Text section:
────────────────────

Stem Cell
A piece of a three-dimensional bone structure obtained from the own adipose stem cells of a patient is seen at Brussels' Saint Luc Hospital, Jan. 14, 2014. REUTERS/Yves Herman

On Tuesday, a 60-year-old Japanese man became the first human being to receive "reprogrammed" stem cells. The cells were derived from induced pluripotent stem (iPS), which were donated by another person.

The iPS cells are developed by removing mature cells from one individual and reprogramming them to embryonic state. The fact that the transplanted cells were accepted by the patient opens up doors for research on the subject. In the future, scientists could use a combination of stem cells from different donors to treat diseases, according to the Nature journal.

Read: Bones Grown With Stem Cells Could Help Treat Injuries Easily

In the procedure, skin cells from an anonymous donor were reprogrammed into a type of retinal cells and then transplanted into the retina of the patient to treat age-related macular degeneration, which makes a person go blind in advanced age. Physicians hope that the cells will stop the disease from progressing.

────────────────────

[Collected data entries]

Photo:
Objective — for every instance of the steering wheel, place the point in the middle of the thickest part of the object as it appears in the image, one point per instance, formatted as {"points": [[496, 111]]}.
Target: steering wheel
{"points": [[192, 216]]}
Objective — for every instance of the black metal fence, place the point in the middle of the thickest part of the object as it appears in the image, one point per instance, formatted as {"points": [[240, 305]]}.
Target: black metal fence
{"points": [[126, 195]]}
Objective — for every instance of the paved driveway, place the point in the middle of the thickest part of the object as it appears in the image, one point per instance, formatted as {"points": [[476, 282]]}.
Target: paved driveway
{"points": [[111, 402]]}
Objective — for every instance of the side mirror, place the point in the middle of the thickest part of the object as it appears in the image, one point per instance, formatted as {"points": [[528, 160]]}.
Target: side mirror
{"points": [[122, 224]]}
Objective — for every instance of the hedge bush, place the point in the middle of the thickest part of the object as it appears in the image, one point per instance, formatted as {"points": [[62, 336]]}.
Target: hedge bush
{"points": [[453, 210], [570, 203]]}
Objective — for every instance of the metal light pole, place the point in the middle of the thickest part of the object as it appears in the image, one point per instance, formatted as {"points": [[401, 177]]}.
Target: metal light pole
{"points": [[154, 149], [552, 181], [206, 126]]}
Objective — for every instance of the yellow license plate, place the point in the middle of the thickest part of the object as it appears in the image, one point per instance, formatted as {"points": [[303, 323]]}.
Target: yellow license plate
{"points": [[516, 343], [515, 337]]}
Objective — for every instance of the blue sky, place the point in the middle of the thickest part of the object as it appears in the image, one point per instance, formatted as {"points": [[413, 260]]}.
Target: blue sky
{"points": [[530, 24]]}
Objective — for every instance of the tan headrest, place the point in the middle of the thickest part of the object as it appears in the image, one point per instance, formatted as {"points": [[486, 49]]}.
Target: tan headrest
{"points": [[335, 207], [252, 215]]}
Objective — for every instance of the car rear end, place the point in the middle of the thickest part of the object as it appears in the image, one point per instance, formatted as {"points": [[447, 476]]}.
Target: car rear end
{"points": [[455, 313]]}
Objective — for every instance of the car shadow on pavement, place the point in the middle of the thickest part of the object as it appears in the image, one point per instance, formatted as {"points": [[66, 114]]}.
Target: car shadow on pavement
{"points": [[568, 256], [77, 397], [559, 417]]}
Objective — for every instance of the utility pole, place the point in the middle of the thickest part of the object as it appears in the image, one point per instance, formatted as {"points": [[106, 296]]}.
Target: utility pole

────────────────────

Problems to solve:
(A) In the stem cell article, what disease were the transplanted retinal cells meant to treat?
(B) Carry the stem cell article forward from its last sentence.

Numbered responses:
(A) Age-related macular degeneration.

(B)
This is not the first time such a procedure has been tried out. In 2014, a Japanese woman underwent a similar procedure, in which her iPS cells were transformed into retinal cells and transplanted for treating the same disease. The Nature report added that the procedure was successful and her body properly accepted the cells.

However, the difference between both procedures is that, in the woman’s case, the skin cells were taken from her own skin. The team working on Tuesday’s procedure, which includes the surgeon who performed the earlier surgery, Yasuo Korimoto, decided to rework the old procedure with cells taken from another person.

Read: Mini-Brain Derived From Stem Cells Could Help Treat Rare Disorder

The biggest risk with using another person’s iPS cells is that they could contain genetic abnormalities or they may not offer a genetic match, which could increase the chances of rejection.

The study was approved by Japan’s health ministry in February and will include a total of five patients.